++++ Kutipan Dokumen
Mari ambil contoh dari Christian Seifert, CEO Bundesliga, sekaligus Wakil Presiden DFB (Federasi Sepak Bola Jerman) yang menjabat sejak tahun 2005. Orang mengingat hancur leburnya Jerman di Piala Eropa 2000, sebelum kemudian mereka berbenah dengan sangat masif. Sejak 2005, ketika Seifert mulai terlibat di perencanaan akademi dan pengembangan pemain muda di tim-tim Bundesliga, ia mencanangkan proyek ambisius.

Proyek ini yang kemudian memberi suplai banyak pemain muda berkualitas kepada Joachim Löw di Piala Dunia 2010, dengan generasi pemain muda seperti Mesut Özil, Sami Khedira, Jerome Boateng, Toni Kroos, Thomas Müller, hingga sang mutan, Manuel Neuer, muncul ke permukaan.

Empat tahun kemudian, di 2014, fondasi pemain-pemain inilah yang membawa Jerman menjuarai Piala Dunia secara gemilang di Brasil, dengan catatan fenomenal: menghajar si empunya rumah dengan skor akhir 7-1 di semifinal, sebelum mengunci gelar juara dunia lewat gol tunggal sang wonderboy, Mario Götze.

Turnamen ini juga menunjukkan generasi selanjutnya setelah era Özil dan kolega dengan munculnya Mats Hummels, Julian Draxler, Andre Schürrle, Matthias Ginter, Christoph Kramer, hingga Götze sendiri. Skuat juara itu juga masih minus Marco Reus, sang media darling, yang harus absen karena cedera lutut.

Satu bulan setelah kesuksesan di Brasil, Seifert, seperti diwawancarai oleh The Independent, sudah mengingatkan sesuatu kepada khalayak luas, “Skuat ini baru gelombang pertama. Yang berikutnya masih akan datang lagi.”

Dan di 2018, Jerman tampil dengan muka yang lebih baru dan segar. Marc-Andre ter Stegen muncul sebagai penantang utama Neuer, sang mutan, di bawah mistar gawang tim Panser. Joshua Kimmich mekar mewangi ke permukaan dengan status yang tak main-main, “The Next Phillip Lahm”, hingga duo wonderkids, Timo Werner dan Leon Goretzka, yang setahun lalu, bersama Julian Draxler, membantu Jerman menjuarai Piala Konfederasi 2017 dengan mulus.
++++++++
# Langkah Pengerjaan
A – Terjemahkan kalimat dari teks tentang sepak bola Jerman ini ke dalam bahasa Inggris: "Skuat juara itu juga masih minus Marco Reus, sang media darling, yang harus absen karena cedera lutut."
B – Lanjutkan teks tentang sepak bola Jerman di atas, mulai setelah kalimat terakhirnya.
++++ Cuplikan Data
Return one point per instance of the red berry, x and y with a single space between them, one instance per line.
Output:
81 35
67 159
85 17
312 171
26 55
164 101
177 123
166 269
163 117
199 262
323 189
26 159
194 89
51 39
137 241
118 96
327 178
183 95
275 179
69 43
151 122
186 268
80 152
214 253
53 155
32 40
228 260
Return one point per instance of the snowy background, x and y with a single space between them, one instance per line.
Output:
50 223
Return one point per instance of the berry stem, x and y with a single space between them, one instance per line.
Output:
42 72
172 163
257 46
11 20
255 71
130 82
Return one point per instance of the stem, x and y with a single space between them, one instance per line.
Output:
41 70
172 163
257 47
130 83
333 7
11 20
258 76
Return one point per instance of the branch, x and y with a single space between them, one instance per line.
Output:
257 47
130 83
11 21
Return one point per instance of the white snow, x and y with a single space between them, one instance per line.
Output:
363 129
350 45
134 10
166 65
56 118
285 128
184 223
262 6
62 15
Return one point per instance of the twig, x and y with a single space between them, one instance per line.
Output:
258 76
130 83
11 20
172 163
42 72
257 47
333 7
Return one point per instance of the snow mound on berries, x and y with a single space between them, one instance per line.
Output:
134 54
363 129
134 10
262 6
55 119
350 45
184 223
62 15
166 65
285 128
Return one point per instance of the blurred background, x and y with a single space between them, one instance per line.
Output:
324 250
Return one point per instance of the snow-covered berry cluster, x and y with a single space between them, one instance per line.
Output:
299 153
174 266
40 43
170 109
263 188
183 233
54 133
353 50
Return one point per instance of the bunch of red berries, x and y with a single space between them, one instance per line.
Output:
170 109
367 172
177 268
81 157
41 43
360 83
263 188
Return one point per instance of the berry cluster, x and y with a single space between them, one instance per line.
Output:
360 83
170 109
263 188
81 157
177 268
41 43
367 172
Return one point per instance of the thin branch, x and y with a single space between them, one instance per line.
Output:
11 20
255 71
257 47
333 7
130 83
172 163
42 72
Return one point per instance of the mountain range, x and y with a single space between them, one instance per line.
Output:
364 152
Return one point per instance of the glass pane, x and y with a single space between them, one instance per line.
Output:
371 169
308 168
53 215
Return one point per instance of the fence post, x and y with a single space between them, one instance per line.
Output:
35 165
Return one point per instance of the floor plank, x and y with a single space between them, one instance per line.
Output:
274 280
++++++++
# Jawaban Berurutan
A – That champion squad was also still without Marco Reus, the media darling, who had to miss out because of a knee injury.

B –
Jogi Löw memang melakukan sesuatu yang hebat di Brasil, tapi menafikan peran Seifert, tentu lancang betul. Tapi lain Seifert, lain pula Luis Rubiales, presiden baru RFEF yang baru berusia 40 tahun.

Luis Rubiales, presiden terpilih RFEF (Federasi Sepak Bola Spanyol) per Maret 2018, yang diangkat untuk menjabat hingga 2020, menghentak dunia ketika memutuskan memecat Julen Lopetegui, hanya satu hari jelang dimulainya Piala Dunia 2018 dan hanya dua hari sebelum laga perdana La Furia Roja kontra Portugal di pembuka Grup B.

Lopetegui dipecat 22 hari setelah perpanjang kontrak bersama timnas Spanyol hingga 2020, dan hanya sehari setelah memastikan diri kontrak itu batal karena ia diikat Real Madrid sebagai pelatih baru per musim 2018/2019 untuk mengisi kursi yang ditinggalkan Zinedine Zidane.

Rubiales naik ke kursi tertinggi RFEF setelah salah satu orang terkuat di sepak bola dunia dan Spanyol, Angel Maria Villar, yang juga merangkap sebagai pejabat teras FIFA sekaligus presiden RFEF, ditangkap pihak yang berwajib atas dugaan korupsi ketika ia menjabat sebagai presiden di federasi sepak bola Spanyol tersebut.

Langkah pertama Rubiales adalah memperbaiki struktur finansial RFEF, memperketat anggaran, memastikan semuanya keluar dengan teliti dan cermat, agar dosa-dosa masa lalu di rezim Villar tidak terulang dan membuat publik Spanyol merasa skeptis dengan timnas kebanggaan mereka.

Sebagai mantan pesepak bola nasional di negaranya, walau tak pernah merasakan nikmatnya berseragam La Roja, Rubiales tahu tentang pride itu. Di konferensi pers saat memecat Lopetegui, kamu bisa merasakan bagaimana Rubiales layak saya beri sebutan El Fuego (sang api).

Ia tenang, fokus, dan memilih kata-katanya dengan sangat rapi. Ditambah lagi, ia mengucapkan kalimat-kalimat penting dengan nada yang membuatmu merasa bergidik ngeri berada di satu ruangan berdua dengan Rubiales untuk membicarakan pekerjaan.

“Kami tidak mengizinkan siapa pun yang berstatus sebagai pekerja di bawah naungan federasi sepak bola Spanyol untuk memainkan aturannya sendiri. Kami harus membiarkan Lopetegui pergi dengan pesan bahwa tim ini akan dipertahankan dan tidak ada satu orang pun yang bisa dengan seenaknya menjalankan aturannya sendiri di sini,” tegas Rubiales, seperti dilansir oleh Marca.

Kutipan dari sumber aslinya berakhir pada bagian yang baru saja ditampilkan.